Reproduce the Romans 12 study text, starting with "Therefore, when in" and going on through "in daily life.", substituting "admonitions" for "exhortations" wherever it occurs.

-- START Page text --

Many of the restraints in society that promoted sexual purity no longer exist. Some media, judges and academics continue to take sides with libertine movements that promote sexual immorality. Some liberal religious bodies that derive ethics from the world rather than from the Bible justify immorality.

Paul lived and wrote to believers living in the cities of Rome and Corinth where immorality was accepted. He urged Christians to separate themselves from the impurity around them and to live disciplined lives within the boundaries of sexual purity.

We will see the importance of change when we find ourselves in opposition to biblical standards. We will learn the necessity of daily offering body, soul, and spirit in obedience to God. We also will see hope for a new start in the lives of those who have broken God’s standards for sexual conduct.


  1. PLEASE READ ROMANS 12: 1-2.

These two verses are among the most important in the N.T. They are pivotal in Paul’s letter to the Roman Christians. Here we have Paul following the pattern which he always followed when he wrote to his friends. He always ends his letters with a section of the most practical advice. He always bases duty upon doctrine; he traces life to belief; he shows that character is determined by creed.

Therefore, when in eleven chapters of his Epistle he has set forth in logical fashion the great doctrines of the Christian faith, he proceeds in vs. 1-2 to give a series of exhortations which indicate how Christian believers ought to live. How saved people are to practice their faith, in daily life.

These exhortations are in a large measure summarized by a comprehensive appeal to consecration. This appeal is linked to the preceding portion of the Epistle by a logical and significant connective “therefore.”

In vs. 1these mercies of God” point back to the statement that Christians have been justified by faith in Christ the Son, that they are being sanctified by the power of the Holy Spirit, and that they are to be glorified as heirs of God, the Father. The “mercies of God” refers to God’s numerous acts of mercy toward humanity in His redemptive plan as explained in Chapters. 1-11.

-- END Page text --
-- START Given data --

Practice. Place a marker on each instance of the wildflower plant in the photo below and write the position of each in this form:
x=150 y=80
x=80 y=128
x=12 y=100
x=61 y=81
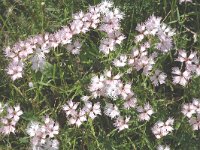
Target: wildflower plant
x=99 y=77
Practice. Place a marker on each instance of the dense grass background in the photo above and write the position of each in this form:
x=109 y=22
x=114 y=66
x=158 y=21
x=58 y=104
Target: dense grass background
x=68 y=76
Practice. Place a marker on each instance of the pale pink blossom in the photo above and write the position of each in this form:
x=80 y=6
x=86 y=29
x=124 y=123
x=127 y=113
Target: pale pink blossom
x=121 y=123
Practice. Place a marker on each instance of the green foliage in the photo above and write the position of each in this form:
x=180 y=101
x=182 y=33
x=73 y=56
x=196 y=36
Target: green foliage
x=67 y=77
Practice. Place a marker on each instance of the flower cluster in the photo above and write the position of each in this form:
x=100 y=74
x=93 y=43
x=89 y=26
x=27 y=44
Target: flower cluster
x=163 y=147
x=154 y=27
x=78 y=116
x=145 y=112
x=184 y=1
x=161 y=129
x=158 y=77
x=192 y=67
x=9 y=118
x=192 y=111
x=43 y=134
x=102 y=17
x=141 y=57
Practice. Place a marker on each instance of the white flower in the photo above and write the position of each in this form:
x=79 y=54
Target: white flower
x=74 y=48
x=78 y=118
x=162 y=147
x=121 y=62
x=70 y=108
x=51 y=127
x=38 y=60
x=188 y=110
x=161 y=129
x=158 y=78
x=111 y=110
x=130 y=102
x=107 y=45
x=1 y=107
x=182 y=1
x=32 y=128
x=92 y=111
x=196 y=103
x=14 y=113
x=195 y=122
x=181 y=78
x=15 y=69
x=182 y=57
x=145 y=112
x=121 y=123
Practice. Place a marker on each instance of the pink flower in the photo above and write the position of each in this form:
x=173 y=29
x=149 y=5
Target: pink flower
x=181 y=78
x=158 y=78
x=145 y=112
x=195 y=122
x=121 y=123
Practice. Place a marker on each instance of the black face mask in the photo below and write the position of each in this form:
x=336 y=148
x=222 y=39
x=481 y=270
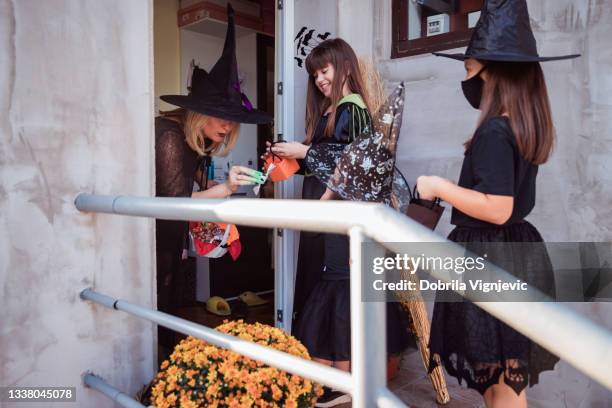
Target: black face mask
x=472 y=89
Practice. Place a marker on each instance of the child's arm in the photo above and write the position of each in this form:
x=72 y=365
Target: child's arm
x=495 y=209
x=290 y=150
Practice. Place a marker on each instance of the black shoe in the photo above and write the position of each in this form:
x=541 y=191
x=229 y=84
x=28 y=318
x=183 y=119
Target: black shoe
x=331 y=398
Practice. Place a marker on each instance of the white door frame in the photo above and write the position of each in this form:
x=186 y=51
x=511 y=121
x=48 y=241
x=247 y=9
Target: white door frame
x=284 y=240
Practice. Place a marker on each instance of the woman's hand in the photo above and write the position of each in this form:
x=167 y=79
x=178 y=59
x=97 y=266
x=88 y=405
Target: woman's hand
x=242 y=176
x=427 y=186
x=289 y=150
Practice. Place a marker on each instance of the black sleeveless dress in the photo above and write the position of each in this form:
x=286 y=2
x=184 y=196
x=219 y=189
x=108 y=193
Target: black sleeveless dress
x=473 y=345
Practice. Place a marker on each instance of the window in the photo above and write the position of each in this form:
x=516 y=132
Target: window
x=424 y=26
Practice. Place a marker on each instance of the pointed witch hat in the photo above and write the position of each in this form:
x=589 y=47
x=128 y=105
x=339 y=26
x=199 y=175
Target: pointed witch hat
x=503 y=33
x=218 y=93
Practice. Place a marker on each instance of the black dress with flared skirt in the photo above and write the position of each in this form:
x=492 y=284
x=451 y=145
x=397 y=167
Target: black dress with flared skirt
x=474 y=346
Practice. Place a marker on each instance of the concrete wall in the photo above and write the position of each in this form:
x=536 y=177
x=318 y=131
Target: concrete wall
x=76 y=106
x=167 y=49
x=574 y=201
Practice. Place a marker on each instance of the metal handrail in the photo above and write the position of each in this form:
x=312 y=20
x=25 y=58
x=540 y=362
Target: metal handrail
x=98 y=384
x=552 y=325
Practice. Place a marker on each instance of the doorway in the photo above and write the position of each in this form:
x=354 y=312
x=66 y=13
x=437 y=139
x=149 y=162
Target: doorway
x=201 y=40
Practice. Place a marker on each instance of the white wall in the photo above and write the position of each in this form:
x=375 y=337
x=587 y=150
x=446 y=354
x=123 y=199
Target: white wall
x=75 y=116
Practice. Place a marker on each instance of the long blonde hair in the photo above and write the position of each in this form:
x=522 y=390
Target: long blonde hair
x=193 y=124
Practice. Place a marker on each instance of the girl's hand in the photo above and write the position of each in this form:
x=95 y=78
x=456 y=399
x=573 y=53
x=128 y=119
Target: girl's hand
x=427 y=186
x=289 y=150
x=242 y=176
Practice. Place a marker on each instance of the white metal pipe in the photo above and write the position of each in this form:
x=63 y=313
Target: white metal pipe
x=296 y=365
x=119 y=397
x=368 y=333
x=552 y=325
x=386 y=399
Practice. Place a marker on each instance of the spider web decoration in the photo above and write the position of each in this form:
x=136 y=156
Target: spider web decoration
x=305 y=40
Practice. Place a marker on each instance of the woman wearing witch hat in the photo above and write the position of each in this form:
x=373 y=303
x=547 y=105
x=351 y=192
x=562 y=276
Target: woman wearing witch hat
x=206 y=124
x=496 y=191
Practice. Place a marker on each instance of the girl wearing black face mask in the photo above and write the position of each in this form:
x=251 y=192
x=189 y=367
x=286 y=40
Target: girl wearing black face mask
x=495 y=192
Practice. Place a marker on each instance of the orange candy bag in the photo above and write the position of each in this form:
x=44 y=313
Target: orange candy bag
x=284 y=168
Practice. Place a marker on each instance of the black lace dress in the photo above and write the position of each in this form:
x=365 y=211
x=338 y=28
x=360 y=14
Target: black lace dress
x=473 y=345
x=322 y=321
x=310 y=251
x=175 y=168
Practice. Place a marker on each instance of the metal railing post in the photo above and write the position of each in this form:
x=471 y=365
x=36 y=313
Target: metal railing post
x=368 y=332
x=552 y=325
x=98 y=384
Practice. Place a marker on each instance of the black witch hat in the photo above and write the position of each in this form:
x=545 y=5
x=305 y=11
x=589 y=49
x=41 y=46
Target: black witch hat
x=503 y=33
x=218 y=93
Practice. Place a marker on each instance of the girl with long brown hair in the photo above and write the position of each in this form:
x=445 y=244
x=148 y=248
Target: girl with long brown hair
x=495 y=192
x=337 y=112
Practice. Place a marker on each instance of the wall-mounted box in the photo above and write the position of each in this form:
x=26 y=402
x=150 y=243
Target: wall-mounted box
x=438 y=24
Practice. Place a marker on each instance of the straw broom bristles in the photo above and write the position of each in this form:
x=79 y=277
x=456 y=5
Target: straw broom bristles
x=414 y=304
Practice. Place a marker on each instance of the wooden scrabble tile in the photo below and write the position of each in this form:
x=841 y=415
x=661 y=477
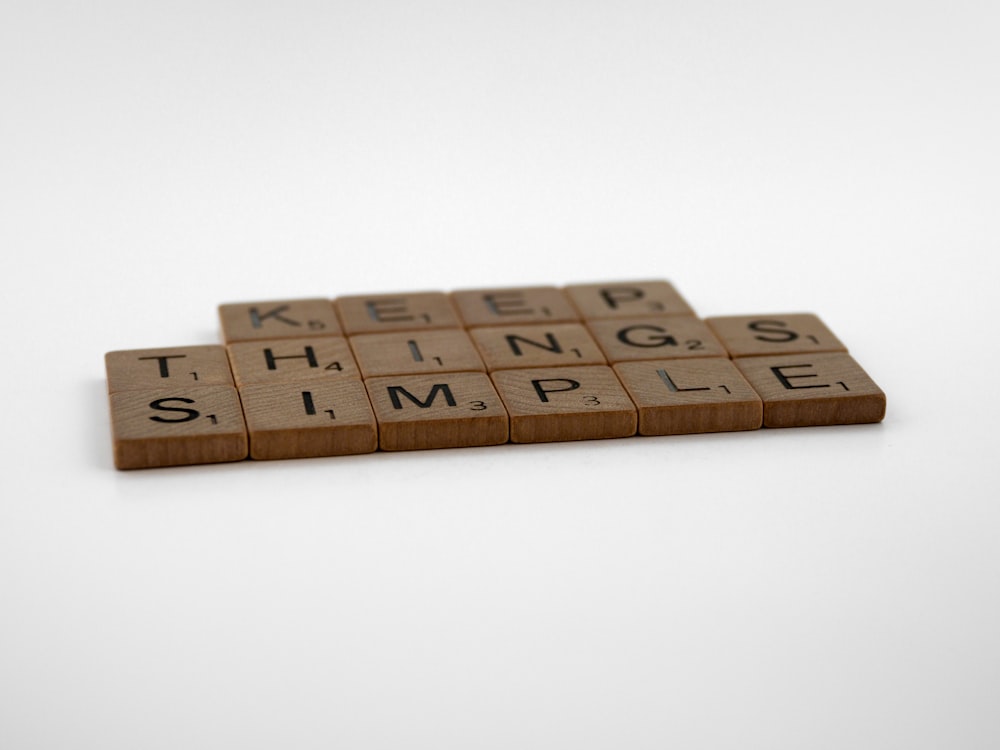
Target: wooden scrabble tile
x=813 y=389
x=512 y=306
x=306 y=360
x=761 y=335
x=565 y=403
x=677 y=397
x=167 y=367
x=627 y=299
x=381 y=313
x=663 y=337
x=514 y=347
x=177 y=426
x=305 y=421
x=415 y=352
x=443 y=410
x=280 y=319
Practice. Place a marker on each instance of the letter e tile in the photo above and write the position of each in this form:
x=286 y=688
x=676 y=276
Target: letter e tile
x=381 y=313
x=495 y=307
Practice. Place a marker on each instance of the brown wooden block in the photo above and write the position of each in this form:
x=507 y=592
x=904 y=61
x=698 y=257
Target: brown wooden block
x=167 y=367
x=677 y=397
x=278 y=319
x=443 y=410
x=813 y=389
x=305 y=421
x=565 y=403
x=513 y=306
x=514 y=347
x=664 y=337
x=410 y=311
x=177 y=426
x=627 y=299
x=307 y=360
x=415 y=352
x=762 y=335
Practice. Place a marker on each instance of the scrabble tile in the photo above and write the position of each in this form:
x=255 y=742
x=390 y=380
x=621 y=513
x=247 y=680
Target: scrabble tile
x=627 y=299
x=305 y=421
x=813 y=389
x=306 y=360
x=169 y=367
x=513 y=347
x=760 y=335
x=382 y=313
x=177 y=425
x=677 y=397
x=443 y=410
x=565 y=403
x=663 y=337
x=280 y=319
x=415 y=352
x=513 y=306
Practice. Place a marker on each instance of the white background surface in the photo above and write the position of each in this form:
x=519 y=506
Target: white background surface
x=809 y=588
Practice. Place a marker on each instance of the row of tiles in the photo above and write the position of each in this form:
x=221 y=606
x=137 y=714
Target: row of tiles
x=488 y=349
x=207 y=424
x=375 y=313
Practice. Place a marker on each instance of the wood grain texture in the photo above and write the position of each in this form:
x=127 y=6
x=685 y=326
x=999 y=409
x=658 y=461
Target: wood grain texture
x=445 y=410
x=513 y=306
x=800 y=390
x=305 y=360
x=679 y=397
x=765 y=335
x=415 y=353
x=662 y=337
x=278 y=319
x=167 y=367
x=552 y=404
x=177 y=426
x=407 y=311
x=627 y=299
x=515 y=347
x=307 y=421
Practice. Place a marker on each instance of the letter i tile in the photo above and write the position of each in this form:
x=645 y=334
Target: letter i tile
x=309 y=420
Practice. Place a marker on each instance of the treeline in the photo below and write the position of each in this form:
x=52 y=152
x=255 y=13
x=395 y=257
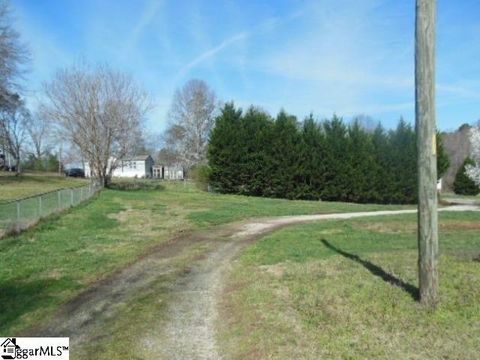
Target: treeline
x=252 y=153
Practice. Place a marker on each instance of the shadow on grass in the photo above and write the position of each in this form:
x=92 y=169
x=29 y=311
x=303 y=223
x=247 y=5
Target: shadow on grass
x=136 y=185
x=20 y=298
x=377 y=271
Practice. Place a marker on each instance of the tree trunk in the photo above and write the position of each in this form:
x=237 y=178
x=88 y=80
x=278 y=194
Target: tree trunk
x=426 y=145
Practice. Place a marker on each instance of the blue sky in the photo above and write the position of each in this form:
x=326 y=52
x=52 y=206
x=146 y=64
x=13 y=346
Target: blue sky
x=323 y=56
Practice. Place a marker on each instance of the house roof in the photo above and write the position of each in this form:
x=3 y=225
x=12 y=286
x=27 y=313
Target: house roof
x=137 y=158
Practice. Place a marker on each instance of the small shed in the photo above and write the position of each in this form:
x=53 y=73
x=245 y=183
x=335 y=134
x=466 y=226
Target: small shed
x=173 y=172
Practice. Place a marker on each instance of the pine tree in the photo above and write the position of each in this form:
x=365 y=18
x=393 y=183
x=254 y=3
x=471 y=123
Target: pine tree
x=312 y=161
x=337 y=161
x=284 y=156
x=256 y=134
x=225 y=150
x=463 y=185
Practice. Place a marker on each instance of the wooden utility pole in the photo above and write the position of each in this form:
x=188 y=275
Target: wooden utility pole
x=426 y=146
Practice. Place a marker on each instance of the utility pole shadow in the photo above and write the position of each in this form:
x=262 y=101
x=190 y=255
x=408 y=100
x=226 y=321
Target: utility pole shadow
x=413 y=291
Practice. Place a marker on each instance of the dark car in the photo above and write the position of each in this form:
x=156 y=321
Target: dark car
x=75 y=172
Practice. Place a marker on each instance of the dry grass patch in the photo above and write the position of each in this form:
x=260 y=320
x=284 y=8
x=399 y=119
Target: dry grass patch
x=352 y=295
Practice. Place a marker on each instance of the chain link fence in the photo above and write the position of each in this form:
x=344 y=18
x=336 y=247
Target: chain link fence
x=17 y=215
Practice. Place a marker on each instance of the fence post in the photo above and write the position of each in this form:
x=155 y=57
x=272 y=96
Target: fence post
x=40 y=206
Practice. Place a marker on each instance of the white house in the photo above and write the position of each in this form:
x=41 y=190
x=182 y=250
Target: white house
x=173 y=172
x=139 y=166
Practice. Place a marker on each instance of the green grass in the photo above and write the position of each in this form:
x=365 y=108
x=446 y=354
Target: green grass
x=347 y=290
x=46 y=266
x=16 y=187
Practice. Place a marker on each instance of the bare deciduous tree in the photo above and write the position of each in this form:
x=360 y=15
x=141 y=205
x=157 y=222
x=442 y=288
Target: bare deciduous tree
x=38 y=130
x=192 y=116
x=98 y=110
x=13 y=53
x=13 y=117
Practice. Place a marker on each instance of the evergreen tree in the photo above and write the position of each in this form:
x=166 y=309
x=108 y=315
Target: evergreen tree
x=337 y=161
x=256 y=134
x=285 y=156
x=463 y=185
x=363 y=165
x=312 y=161
x=404 y=164
x=225 y=150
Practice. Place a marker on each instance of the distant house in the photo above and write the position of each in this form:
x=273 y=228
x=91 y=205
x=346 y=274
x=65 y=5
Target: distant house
x=172 y=172
x=139 y=166
x=9 y=347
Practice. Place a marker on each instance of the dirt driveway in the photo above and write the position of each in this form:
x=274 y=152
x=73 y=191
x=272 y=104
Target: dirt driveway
x=189 y=331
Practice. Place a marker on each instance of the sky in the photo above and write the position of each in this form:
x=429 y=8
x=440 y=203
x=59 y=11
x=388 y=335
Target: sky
x=349 y=57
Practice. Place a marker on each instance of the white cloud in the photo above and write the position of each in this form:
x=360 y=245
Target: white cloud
x=148 y=16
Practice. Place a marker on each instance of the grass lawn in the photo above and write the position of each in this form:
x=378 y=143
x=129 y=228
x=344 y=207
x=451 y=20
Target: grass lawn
x=43 y=268
x=17 y=187
x=347 y=290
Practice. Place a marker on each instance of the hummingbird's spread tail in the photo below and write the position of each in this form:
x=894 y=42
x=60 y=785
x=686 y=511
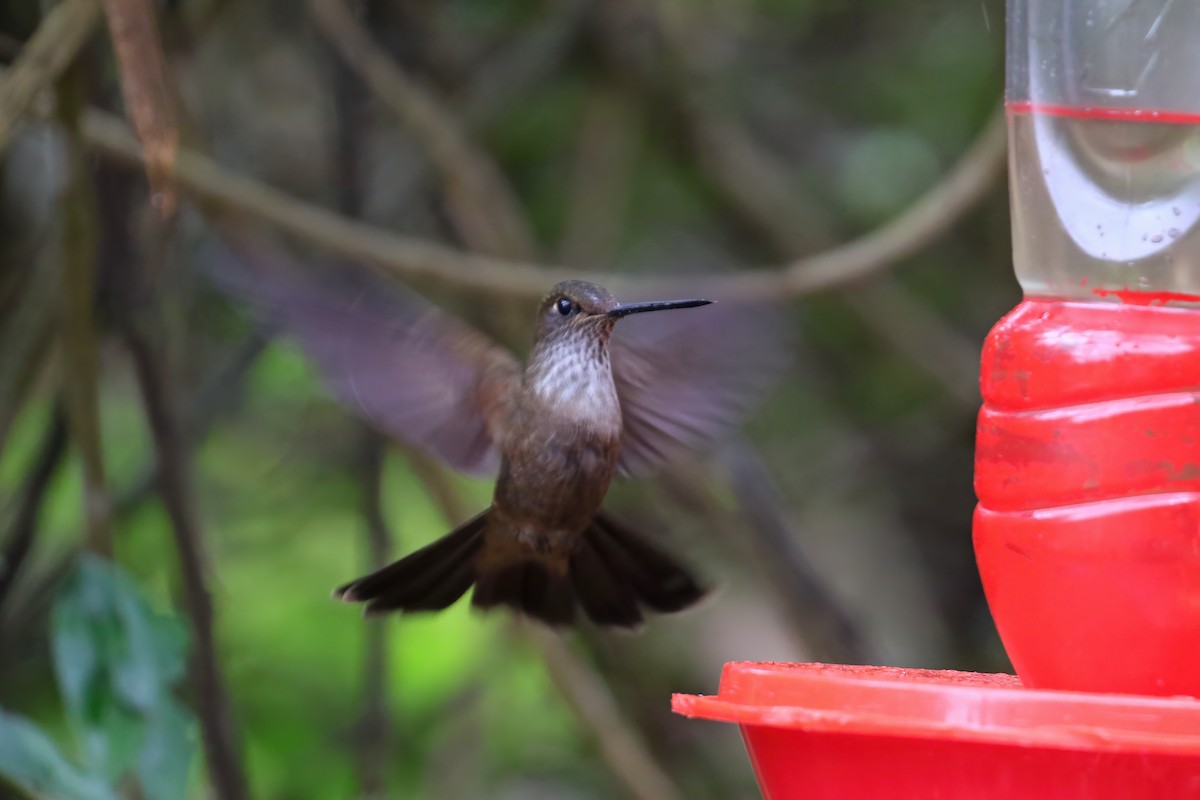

-- END Given data --

## Written response:
Therefore, when in eleven chapters of his Epistle he has set forth in logical fashion the great doctrines of the Christian faith, he proceeds in vs. 1-2 to give a series of admonitions which indicate how Christian believers ought to live. How saved people are to practice their faith, in daily life.